_Short exercise_: Please write out the material below line for line, without changing anything, but leave out the pictures.

== Material shown ==

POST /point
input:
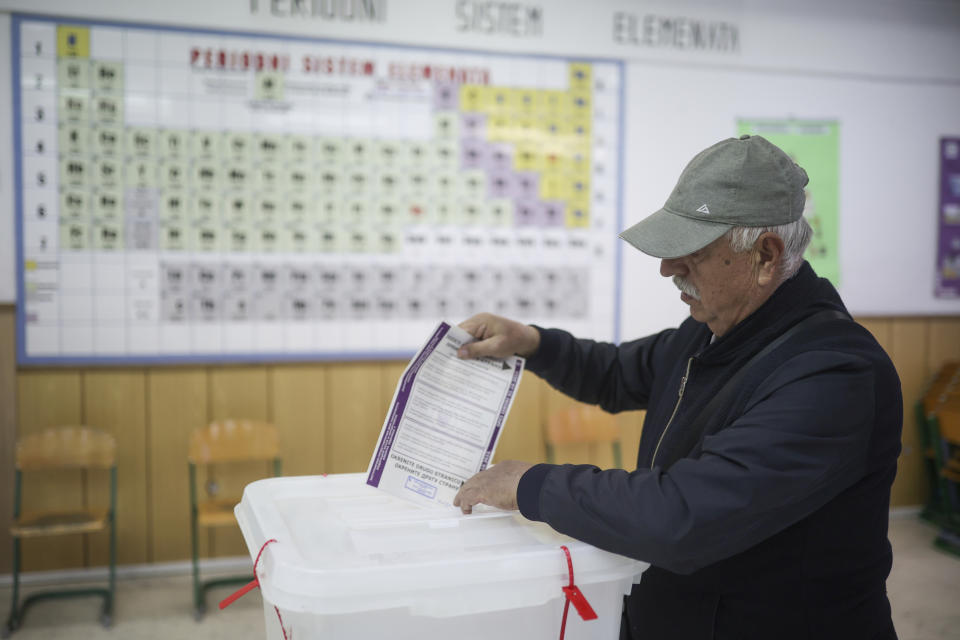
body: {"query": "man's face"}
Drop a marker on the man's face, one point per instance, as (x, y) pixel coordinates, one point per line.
(719, 285)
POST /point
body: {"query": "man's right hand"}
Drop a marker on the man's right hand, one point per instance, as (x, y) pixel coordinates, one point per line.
(498, 337)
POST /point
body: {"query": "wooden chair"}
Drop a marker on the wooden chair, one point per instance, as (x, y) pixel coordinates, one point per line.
(582, 424)
(944, 386)
(223, 442)
(68, 447)
(944, 428)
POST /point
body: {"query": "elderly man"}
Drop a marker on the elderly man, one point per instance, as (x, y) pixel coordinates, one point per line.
(762, 485)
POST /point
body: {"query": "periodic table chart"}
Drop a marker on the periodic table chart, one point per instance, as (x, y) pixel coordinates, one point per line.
(197, 195)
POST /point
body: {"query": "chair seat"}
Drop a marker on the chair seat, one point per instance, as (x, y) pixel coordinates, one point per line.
(50, 523)
(217, 513)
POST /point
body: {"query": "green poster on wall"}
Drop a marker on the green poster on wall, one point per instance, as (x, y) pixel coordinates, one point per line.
(814, 145)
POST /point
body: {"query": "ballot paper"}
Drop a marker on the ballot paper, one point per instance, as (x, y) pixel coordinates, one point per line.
(445, 420)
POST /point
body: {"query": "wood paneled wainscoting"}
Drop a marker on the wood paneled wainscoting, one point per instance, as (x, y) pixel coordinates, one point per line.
(329, 416)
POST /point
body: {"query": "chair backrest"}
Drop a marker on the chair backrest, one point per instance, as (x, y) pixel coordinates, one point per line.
(233, 441)
(64, 447)
(948, 418)
(581, 424)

===

_Result of the exercise_:
POST /point
input:
body: {"query": "man's face"}
Drop a marker on the man's face, one point per instance, as (x, y) pixel coordinates, one point per line.
(719, 285)
POST /point
body: {"query": "man's right hand"}
Drop a marker on the man's right hand, one point per instance, as (x, y) pixel coordinates, one point per line.
(498, 337)
POST /point
body: {"query": "wooden chair"}
Drop a marker on the wooden chair, one point per instance, as (x, y) pixel coordinates, one point per line.
(582, 424)
(944, 386)
(223, 442)
(68, 447)
(944, 428)
POST /point
body: {"query": "elderly man"}
Drop a marker on the elderly man, one point per instance, as (x, y) pixel coordinates, one point per line.
(762, 485)
POST /point
body: {"query": "periodic table chart"}
Drop a marker on the periodic table chart, one point per instance, as (x, y) pixel coordinates, one point per line.
(197, 195)
POST /point
body: {"query": "chair seat"}
Drop a marker on the chair seat, one point per instance, as (x, y) pixel coordinates, one point per line.
(50, 523)
(217, 513)
POST /point
body: {"query": "green poster on wall"}
Drop a marker on the green poster on wall, one point per instance, as (x, y) pixel coordinates, one point per line.
(814, 145)
POST /point
body: {"query": "ballot paper"}
Drop a marker on the ballot paper, one point per instance, as (x, y) pixel coordinates, one point per line.
(445, 420)
POST /point
body: {"query": "wood paneled wainscoting"}
Drop a marker on the wood paneled wainscoting, one point per instance, as (x, y) pixel coordinates, one point per line.
(329, 416)
POST /point
body: {"query": "chair backrest"}
Drop a marker on the chair backrest, one point per instance, as (x, y) pixel coordinates, one point per line.
(233, 441)
(64, 447)
(948, 418)
(581, 424)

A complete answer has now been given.